The copy you return should hold only the lines from the top of the data below through the line with "TARGET = boy swimming with float", each duplicated exactly and with no pictures.

** Opening GIVEN RECORDS block **

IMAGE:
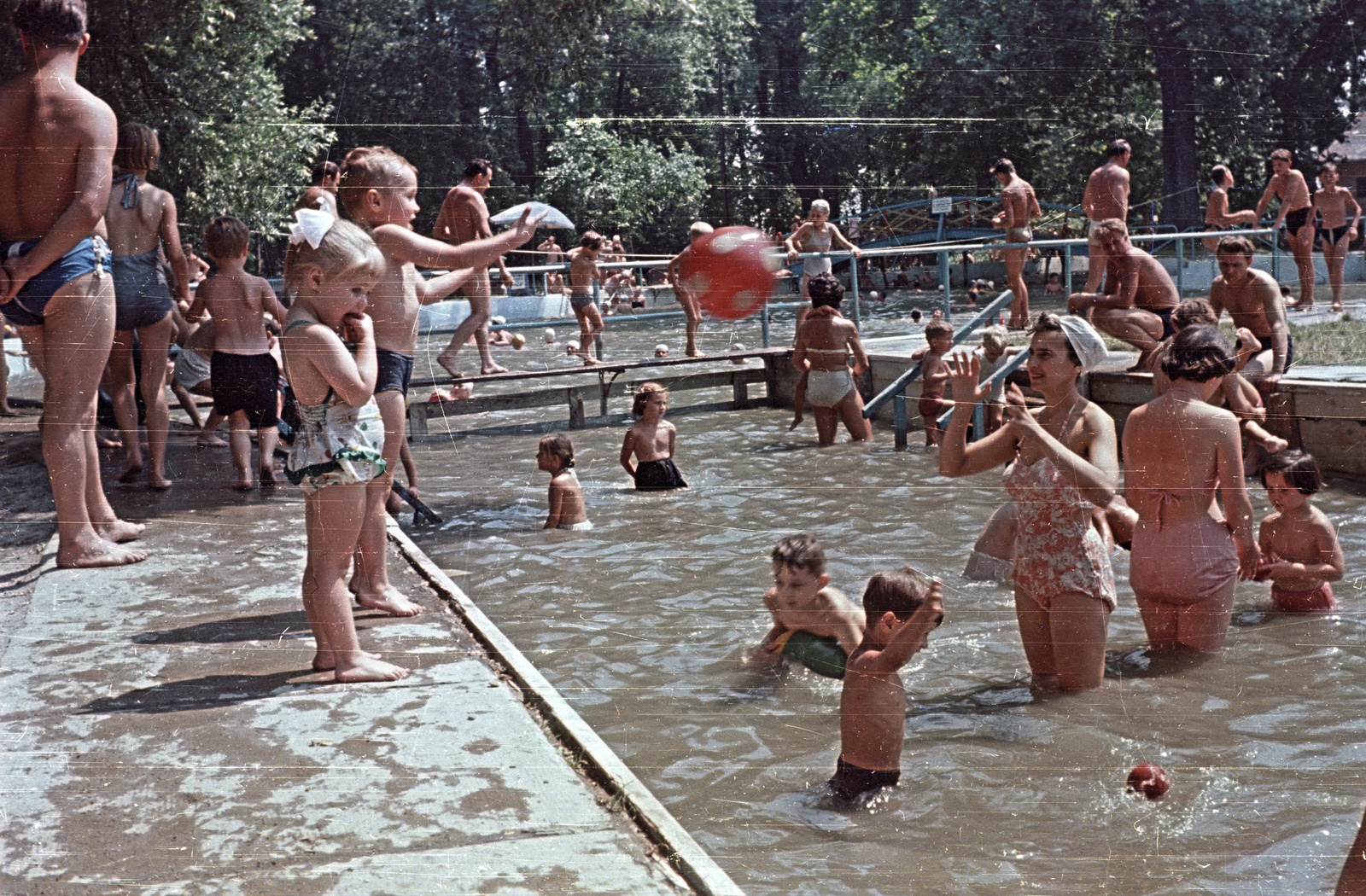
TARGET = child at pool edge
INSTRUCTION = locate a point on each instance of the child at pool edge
(801, 600)
(902, 608)
(330, 270)
(651, 439)
(1299, 547)
(555, 455)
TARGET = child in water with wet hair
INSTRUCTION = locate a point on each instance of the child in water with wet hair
(555, 455)
(1299, 545)
(803, 604)
(651, 439)
(902, 608)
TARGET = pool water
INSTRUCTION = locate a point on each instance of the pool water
(642, 623)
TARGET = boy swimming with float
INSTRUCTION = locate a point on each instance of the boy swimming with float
(814, 625)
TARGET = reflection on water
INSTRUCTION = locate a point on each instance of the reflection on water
(642, 623)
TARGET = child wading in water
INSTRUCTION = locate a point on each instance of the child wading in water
(567, 511)
(330, 270)
(803, 602)
(902, 609)
(1299, 547)
(651, 439)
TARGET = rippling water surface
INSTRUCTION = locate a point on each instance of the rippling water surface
(642, 622)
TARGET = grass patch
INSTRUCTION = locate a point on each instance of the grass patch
(1338, 343)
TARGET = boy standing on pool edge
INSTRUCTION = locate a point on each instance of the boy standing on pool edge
(902, 608)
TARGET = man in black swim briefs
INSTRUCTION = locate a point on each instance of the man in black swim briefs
(55, 282)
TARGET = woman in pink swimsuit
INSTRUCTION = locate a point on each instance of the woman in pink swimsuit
(1178, 451)
(1063, 465)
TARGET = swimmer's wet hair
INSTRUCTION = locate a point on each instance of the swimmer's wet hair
(826, 290)
(939, 328)
(52, 22)
(1194, 311)
(642, 396)
(1049, 323)
(227, 236)
(559, 445)
(369, 168)
(1299, 468)
(138, 148)
(347, 250)
(801, 552)
(1110, 227)
(1199, 354)
(902, 591)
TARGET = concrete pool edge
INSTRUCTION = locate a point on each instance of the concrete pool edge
(600, 762)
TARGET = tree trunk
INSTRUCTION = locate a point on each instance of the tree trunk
(1181, 200)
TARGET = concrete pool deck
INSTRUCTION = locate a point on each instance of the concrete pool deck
(163, 732)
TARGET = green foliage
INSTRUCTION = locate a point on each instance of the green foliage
(623, 186)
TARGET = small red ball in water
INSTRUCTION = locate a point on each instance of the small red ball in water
(1151, 780)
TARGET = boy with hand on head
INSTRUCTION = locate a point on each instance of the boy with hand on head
(243, 375)
(582, 273)
(902, 608)
(803, 602)
(379, 191)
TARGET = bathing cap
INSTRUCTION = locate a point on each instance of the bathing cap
(1088, 345)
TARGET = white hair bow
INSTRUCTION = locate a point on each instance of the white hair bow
(311, 225)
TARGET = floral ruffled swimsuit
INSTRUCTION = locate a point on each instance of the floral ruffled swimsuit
(335, 443)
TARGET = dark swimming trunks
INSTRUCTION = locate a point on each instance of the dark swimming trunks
(27, 307)
(655, 475)
(1168, 328)
(1332, 234)
(1295, 220)
(141, 295)
(395, 370)
(851, 782)
(246, 382)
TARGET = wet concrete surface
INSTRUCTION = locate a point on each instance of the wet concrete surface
(166, 734)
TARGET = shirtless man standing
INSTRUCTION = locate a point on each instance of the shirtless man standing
(1018, 209)
(1253, 300)
(56, 166)
(466, 218)
(1106, 197)
(1297, 211)
(1140, 295)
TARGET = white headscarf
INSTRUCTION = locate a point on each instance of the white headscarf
(1088, 345)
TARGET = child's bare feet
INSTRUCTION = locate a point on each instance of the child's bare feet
(120, 530)
(389, 600)
(97, 552)
(365, 668)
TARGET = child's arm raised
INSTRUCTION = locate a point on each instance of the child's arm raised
(908, 638)
(403, 245)
(441, 286)
(628, 450)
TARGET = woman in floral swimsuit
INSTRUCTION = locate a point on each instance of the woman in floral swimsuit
(1063, 463)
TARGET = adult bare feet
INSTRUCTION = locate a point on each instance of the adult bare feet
(368, 670)
(96, 552)
(120, 530)
(391, 602)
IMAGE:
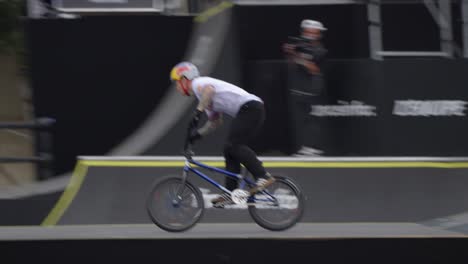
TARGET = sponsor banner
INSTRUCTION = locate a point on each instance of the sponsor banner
(91, 5)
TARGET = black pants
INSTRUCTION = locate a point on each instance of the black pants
(244, 127)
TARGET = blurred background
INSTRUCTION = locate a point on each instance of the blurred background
(92, 78)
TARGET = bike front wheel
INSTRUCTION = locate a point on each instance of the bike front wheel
(173, 205)
(279, 207)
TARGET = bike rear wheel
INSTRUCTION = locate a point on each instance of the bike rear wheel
(174, 206)
(281, 212)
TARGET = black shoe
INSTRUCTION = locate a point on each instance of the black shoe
(221, 201)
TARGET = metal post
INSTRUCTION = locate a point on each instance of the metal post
(44, 148)
(464, 7)
(375, 29)
(445, 23)
(442, 15)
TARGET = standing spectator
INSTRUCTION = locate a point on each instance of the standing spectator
(305, 55)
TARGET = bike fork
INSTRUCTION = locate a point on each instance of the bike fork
(181, 188)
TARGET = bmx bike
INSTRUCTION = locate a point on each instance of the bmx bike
(175, 204)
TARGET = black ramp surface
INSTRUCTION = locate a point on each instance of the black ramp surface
(116, 195)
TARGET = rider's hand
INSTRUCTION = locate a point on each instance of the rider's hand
(194, 136)
(195, 119)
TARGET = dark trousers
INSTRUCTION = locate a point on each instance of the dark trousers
(244, 127)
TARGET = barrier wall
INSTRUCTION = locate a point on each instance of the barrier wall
(100, 77)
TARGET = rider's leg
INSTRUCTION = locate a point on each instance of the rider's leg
(244, 127)
(233, 166)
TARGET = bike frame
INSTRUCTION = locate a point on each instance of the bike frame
(188, 168)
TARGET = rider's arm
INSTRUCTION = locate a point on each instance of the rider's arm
(213, 122)
(206, 93)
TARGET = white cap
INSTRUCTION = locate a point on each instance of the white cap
(307, 23)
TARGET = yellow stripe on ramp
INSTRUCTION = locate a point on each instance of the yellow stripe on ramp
(81, 169)
(67, 196)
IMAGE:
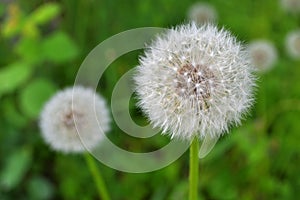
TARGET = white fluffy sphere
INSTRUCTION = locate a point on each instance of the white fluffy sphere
(194, 81)
(73, 117)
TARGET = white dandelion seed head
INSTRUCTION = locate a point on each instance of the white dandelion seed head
(202, 13)
(292, 43)
(195, 81)
(292, 6)
(263, 54)
(73, 111)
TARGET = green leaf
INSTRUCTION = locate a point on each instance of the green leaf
(29, 50)
(12, 76)
(40, 188)
(35, 95)
(15, 168)
(58, 47)
(45, 13)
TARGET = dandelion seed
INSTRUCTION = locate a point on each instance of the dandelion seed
(70, 112)
(263, 54)
(292, 43)
(208, 96)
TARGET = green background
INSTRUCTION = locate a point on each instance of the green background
(43, 43)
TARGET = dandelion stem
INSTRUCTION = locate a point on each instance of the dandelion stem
(194, 170)
(102, 191)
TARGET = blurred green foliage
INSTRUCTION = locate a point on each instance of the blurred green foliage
(42, 45)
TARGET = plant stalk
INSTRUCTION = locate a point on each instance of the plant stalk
(194, 170)
(101, 188)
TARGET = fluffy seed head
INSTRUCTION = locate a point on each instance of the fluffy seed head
(263, 54)
(74, 111)
(202, 13)
(292, 43)
(194, 81)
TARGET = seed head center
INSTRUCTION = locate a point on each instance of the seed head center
(195, 81)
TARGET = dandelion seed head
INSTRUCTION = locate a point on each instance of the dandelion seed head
(263, 54)
(210, 90)
(292, 43)
(70, 112)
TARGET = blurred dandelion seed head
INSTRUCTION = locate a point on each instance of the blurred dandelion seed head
(292, 43)
(202, 13)
(263, 54)
(194, 81)
(70, 112)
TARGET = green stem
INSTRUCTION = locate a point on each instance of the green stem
(102, 191)
(194, 170)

** Closing GIVEN RECORDS block **

■ EXERCISE RESULT:
IMAGE:
TARGET = child at pool edge
INSTRUCTION = locate a point on each instance of the child at pool edge
(801, 600)
(902, 608)
(330, 270)
(651, 439)
(1299, 547)
(555, 455)
TARGET = child in water with wet hair
INSTRUCTION = locate a point on each instance of the child in water with wet hair
(555, 455)
(1299, 545)
(803, 604)
(651, 439)
(902, 608)
TARGET = pool water
INSTRUCTION = locate a point on each instance of the pool water
(642, 623)
TARGET = boy swimming with float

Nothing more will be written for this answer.